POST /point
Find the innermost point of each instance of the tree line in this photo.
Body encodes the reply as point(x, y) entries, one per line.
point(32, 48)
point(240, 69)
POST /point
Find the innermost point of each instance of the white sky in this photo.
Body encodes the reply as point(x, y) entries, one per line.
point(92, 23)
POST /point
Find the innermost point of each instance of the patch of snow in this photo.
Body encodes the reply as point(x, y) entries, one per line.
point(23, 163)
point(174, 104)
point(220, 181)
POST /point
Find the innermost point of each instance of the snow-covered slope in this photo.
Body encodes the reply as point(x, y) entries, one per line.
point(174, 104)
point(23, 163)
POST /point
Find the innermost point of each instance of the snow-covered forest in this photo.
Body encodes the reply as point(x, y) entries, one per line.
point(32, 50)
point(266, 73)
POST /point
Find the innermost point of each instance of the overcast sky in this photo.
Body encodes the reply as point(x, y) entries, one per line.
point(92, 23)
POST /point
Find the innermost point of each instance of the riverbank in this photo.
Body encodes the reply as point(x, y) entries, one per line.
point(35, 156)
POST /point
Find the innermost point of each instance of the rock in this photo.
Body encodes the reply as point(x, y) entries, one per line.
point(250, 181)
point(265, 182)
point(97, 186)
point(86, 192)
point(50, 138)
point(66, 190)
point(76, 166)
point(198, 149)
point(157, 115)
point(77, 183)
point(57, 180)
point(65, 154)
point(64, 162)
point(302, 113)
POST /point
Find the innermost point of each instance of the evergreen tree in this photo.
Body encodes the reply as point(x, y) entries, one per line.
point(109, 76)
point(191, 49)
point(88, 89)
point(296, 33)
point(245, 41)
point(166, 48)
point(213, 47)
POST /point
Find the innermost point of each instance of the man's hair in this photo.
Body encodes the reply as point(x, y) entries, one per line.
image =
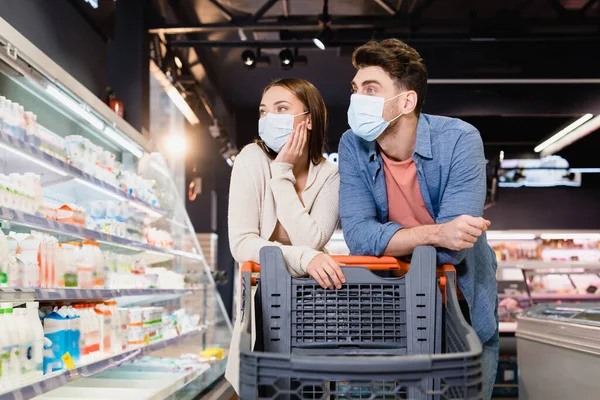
point(400, 61)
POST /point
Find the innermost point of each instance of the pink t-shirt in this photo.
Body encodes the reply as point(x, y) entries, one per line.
point(405, 202)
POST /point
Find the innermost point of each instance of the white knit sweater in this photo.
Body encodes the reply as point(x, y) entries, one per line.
point(262, 192)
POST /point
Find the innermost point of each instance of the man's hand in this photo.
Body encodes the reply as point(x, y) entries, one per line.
point(461, 233)
point(326, 272)
point(292, 151)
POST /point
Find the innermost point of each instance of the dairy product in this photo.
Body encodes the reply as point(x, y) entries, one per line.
point(35, 325)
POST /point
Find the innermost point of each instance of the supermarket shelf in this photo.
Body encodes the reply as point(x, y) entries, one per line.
point(27, 152)
point(508, 327)
point(537, 297)
point(59, 228)
point(39, 294)
point(61, 378)
point(539, 264)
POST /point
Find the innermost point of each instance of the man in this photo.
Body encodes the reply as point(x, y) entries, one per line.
point(409, 179)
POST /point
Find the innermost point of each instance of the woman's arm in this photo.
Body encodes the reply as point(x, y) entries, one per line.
point(312, 229)
point(246, 188)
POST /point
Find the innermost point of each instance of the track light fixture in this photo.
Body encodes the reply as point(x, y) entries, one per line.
point(323, 38)
point(326, 34)
point(286, 59)
point(249, 59)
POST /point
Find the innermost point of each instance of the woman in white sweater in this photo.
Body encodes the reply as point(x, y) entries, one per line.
point(284, 192)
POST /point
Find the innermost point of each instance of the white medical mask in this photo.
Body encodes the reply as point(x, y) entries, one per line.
point(275, 129)
point(365, 115)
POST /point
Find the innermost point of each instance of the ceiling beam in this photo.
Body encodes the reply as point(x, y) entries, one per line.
point(398, 22)
point(383, 4)
point(263, 10)
point(226, 13)
point(437, 41)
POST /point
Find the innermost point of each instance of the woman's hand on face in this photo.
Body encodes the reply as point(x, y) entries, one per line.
point(326, 272)
point(292, 151)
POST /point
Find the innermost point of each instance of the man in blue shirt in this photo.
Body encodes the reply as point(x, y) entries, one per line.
point(410, 179)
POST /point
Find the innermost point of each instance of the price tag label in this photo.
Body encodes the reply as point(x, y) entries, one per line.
point(69, 363)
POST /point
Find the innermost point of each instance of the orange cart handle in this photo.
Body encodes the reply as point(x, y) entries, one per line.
point(372, 263)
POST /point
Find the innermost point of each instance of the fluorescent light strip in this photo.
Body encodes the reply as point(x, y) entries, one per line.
point(585, 170)
point(119, 139)
point(186, 254)
point(174, 94)
point(563, 132)
point(34, 160)
point(572, 236)
point(75, 107)
point(572, 137)
point(510, 236)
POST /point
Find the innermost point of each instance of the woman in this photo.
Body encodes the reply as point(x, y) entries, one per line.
point(284, 192)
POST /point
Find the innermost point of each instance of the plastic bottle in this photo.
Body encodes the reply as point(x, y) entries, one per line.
point(56, 327)
point(5, 348)
point(35, 324)
point(75, 335)
point(14, 342)
point(2, 101)
point(27, 339)
point(17, 122)
point(7, 126)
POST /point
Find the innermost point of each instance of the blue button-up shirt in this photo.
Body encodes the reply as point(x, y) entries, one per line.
point(452, 179)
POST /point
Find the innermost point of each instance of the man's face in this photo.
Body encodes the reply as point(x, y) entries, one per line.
point(374, 81)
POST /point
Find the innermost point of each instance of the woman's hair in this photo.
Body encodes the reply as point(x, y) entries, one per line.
point(310, 97)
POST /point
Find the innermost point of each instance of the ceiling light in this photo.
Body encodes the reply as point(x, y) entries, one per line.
point(498, 235)
point(249, 59)
point(175, 145)
point(286, 58)
point(178, 62)
point(562, 133)
point(74, 106)
point(174, 94)
point(323, 38)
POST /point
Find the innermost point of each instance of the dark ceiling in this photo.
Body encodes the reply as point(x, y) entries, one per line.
point(518, 70)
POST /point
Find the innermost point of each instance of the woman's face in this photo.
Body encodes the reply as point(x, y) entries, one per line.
point(279, 100)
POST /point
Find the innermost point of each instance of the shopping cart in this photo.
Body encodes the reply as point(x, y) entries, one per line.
point(391, 332)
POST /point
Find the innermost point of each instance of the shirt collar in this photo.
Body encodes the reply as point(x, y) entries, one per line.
point(422, 145)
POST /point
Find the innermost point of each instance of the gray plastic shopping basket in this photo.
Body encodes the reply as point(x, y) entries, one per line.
point(378, 337)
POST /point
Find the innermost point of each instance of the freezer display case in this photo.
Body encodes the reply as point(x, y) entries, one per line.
point(104, 290)
point(558, 350)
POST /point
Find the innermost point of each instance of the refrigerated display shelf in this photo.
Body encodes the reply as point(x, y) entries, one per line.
point(61, 378)
point(31, 153)
point(507, 327)
point(40, 294)
point(44, 224)
point(545, 265)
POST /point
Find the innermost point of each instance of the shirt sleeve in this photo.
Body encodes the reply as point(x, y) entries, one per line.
point(312, 229)
point(244, 219)
point(465, 191)
point(363, 232)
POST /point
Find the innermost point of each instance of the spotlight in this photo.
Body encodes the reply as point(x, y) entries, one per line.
point(178, 62)
point(286, 58)
point(323, 38)
point(249, 59)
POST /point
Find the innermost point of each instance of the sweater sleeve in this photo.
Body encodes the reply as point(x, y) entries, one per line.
point(315, 228)
point(244, 218)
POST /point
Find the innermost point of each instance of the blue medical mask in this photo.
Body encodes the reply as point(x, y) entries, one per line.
point(275, 129)
point(365, 115)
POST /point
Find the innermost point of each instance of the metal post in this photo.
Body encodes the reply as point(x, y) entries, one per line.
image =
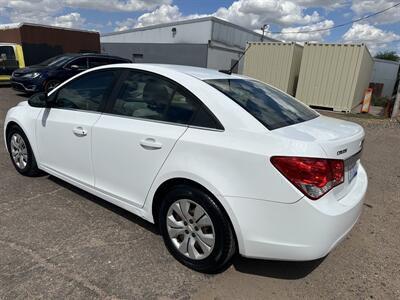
point(396, 106)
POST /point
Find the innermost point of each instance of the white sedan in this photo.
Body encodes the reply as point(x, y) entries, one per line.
point(223, 164)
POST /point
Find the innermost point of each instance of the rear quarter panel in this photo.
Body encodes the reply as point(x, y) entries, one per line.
point(25, 117)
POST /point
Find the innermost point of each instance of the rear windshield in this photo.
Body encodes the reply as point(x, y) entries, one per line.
point(270, 106)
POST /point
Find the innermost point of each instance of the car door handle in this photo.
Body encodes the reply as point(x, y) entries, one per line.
point(150, 144)
point(79, 131)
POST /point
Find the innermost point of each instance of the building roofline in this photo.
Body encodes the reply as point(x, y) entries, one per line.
point(387, 61)
point(21, 24)
point(190, 21)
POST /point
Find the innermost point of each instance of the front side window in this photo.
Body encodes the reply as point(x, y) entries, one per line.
point(7, 53)
point(101, 61)
point(147, 96)
point(270, 106)
point(86, 92)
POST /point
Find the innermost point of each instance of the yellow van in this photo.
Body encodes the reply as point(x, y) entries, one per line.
point(11, 58)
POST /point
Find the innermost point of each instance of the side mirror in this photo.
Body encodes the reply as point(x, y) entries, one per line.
point(41, 100)
point(74, 67)
point(38, 100)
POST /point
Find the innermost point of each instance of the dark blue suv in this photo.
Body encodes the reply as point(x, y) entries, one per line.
point(50, 73)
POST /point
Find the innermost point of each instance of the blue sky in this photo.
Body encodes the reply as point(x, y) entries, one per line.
point(289, 16)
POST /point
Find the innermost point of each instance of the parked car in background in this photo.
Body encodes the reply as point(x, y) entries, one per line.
point(221, 163)
point(47, 75)
point(11, 59)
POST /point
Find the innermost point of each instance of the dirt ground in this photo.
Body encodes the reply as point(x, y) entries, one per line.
point(57, 242)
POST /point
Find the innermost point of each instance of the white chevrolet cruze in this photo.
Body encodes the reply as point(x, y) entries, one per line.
point(223, 164)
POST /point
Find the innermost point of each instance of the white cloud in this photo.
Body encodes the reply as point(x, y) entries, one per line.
point(375, 38)
point(366, 7)
point(117, 5)
point(327, 4)
point(254, 13)
point(163, 14)
point(125, 24)
point(295, 33)
point(50, 11)
point(72, 20)
point(248, 13)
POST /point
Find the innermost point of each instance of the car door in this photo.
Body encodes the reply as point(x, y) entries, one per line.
point(64, 131)
point(132, 141)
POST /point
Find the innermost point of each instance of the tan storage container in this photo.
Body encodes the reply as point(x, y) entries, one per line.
point(334, 76)
point(275, 63)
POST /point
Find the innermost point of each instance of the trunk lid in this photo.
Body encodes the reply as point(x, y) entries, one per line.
point(339, 140)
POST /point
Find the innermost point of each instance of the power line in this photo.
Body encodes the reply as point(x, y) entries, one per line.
point(339, 25)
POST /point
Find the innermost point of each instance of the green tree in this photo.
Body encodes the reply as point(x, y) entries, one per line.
point(388, 55)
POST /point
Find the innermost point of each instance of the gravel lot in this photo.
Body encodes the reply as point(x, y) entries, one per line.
point(58, 242)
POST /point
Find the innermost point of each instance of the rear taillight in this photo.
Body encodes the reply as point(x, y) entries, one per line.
point(313, 176)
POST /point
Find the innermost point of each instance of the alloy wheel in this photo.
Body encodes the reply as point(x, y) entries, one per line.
point(19, 151)
point(190, 229)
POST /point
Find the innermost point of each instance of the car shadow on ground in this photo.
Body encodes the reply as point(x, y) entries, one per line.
point(265, 268)
point(289, 270)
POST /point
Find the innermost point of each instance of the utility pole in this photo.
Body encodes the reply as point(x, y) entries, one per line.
point(396, 105)
point(264, 28)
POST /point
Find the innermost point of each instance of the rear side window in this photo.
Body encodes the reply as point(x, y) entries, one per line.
point(86, 92)
point(7, 53)
point(147, 96)
point(270, 106)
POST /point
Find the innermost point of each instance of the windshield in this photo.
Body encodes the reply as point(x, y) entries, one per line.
point(270, 106)
point(55, 61)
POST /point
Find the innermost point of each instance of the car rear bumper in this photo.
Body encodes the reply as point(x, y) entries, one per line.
point(304, 230)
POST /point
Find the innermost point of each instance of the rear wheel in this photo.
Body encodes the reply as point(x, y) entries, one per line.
point(195, 230)
point(21, 152)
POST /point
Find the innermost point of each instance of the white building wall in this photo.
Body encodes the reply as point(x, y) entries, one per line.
point(220, 59)
point(232, 35)
point(189, 33)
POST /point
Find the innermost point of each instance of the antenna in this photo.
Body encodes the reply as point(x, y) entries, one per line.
point(229, 72)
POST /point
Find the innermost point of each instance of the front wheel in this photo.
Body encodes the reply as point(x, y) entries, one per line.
point(195, 230)
point(21, 152)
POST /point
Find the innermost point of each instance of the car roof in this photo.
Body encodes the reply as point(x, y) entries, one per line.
point(197, 72)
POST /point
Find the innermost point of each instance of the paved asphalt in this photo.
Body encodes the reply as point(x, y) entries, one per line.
point(57, 242)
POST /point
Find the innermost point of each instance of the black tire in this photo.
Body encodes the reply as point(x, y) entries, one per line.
point(50, 85)
point(31, 168)
point(225, 243)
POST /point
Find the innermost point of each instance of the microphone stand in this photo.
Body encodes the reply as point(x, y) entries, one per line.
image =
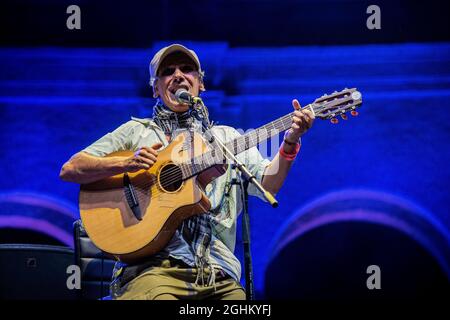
point(200, 112)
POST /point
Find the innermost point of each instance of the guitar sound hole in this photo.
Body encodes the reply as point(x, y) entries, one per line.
point(170, 178)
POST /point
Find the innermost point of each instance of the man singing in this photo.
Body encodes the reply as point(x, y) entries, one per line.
point(199, 261)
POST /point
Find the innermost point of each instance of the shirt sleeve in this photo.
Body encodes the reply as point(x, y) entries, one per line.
point(118, 140)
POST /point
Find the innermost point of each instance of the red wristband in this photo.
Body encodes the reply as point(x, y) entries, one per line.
point(289, 156)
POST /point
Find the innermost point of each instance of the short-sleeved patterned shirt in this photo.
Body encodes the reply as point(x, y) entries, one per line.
point(137, 133)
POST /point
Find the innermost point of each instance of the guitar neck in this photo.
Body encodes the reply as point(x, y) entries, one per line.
point(238, 145)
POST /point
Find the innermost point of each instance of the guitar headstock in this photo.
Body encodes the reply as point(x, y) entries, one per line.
point(330, 106)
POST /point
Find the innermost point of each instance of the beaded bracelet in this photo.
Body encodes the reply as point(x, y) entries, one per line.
point(289, 156)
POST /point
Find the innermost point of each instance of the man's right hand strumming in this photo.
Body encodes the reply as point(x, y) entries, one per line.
point(143, 158)
point(84, 168)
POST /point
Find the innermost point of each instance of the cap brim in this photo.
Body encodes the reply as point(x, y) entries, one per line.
point(177, 48)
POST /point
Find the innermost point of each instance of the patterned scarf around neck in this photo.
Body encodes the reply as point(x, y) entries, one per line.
point(197, 230)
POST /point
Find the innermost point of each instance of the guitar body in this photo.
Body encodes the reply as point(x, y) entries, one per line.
point(115, 228)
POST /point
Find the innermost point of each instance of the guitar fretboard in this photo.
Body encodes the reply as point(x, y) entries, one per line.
point(237, 145)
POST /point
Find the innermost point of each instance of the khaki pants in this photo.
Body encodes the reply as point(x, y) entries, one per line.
point(170, 281)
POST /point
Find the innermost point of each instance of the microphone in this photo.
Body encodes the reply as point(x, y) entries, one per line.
point(183, 96)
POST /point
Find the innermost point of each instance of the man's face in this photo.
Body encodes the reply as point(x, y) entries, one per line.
point(177, 71)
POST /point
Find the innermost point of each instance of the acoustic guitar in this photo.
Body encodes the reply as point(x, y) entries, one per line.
point(134, 215)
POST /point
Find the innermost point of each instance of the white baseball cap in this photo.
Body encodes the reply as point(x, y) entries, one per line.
point(164, 52)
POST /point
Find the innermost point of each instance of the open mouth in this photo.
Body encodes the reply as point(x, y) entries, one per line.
point(174, 89)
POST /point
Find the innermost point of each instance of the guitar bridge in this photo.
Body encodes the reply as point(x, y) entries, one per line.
point(130, 195)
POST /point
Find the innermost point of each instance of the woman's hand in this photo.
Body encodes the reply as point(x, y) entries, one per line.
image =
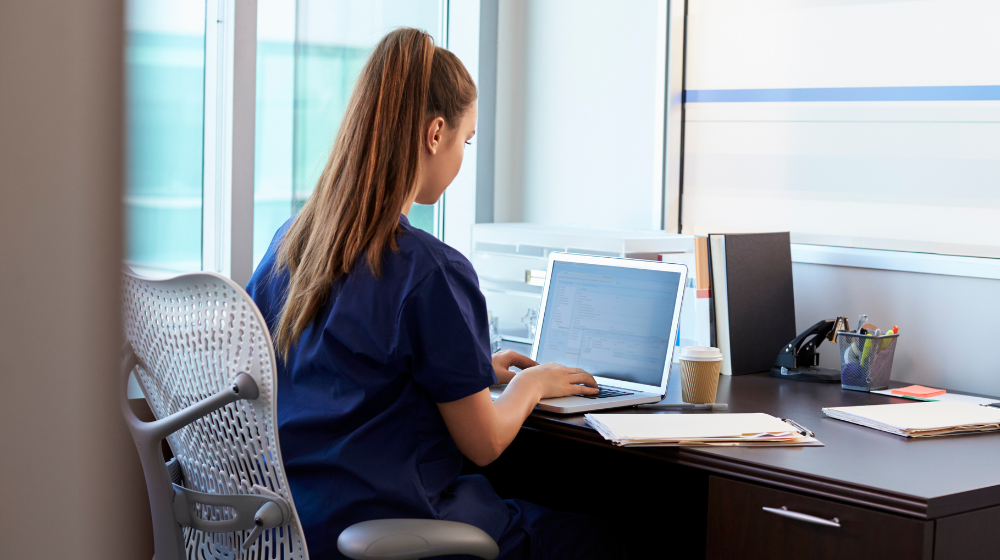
point(553, 380)
point(506, 359)
point(483, 429)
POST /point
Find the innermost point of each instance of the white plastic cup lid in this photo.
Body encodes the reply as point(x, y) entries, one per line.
⁂
(EXERCISE DESCRIPTION):
Output exactly the lines of the material above from the one containing "Find the innermost point of each instance of the microphone in" up to and including the one containing "Find the innermost point of each instance of the white baseball".

(RESULT):
Find the innermost point of each instance of the microphone in this photo.
Body encodes the reply as point(x, y) entries, one per line.
point(183, 96)
POST /point
Find the innermost point of each instance of the man's face in this photo.
Body encodes the reply as point(x, y) entries, one per line.
point(177, 71)
POST /point
Find the innermost point of each instance of the acoustic guitar in this photo.
Body encodes the reply as point(x, y) entries, one per line.
point(134, 215)
POST /point
Find the innermost point of each instance of the white baseball cap in this photo.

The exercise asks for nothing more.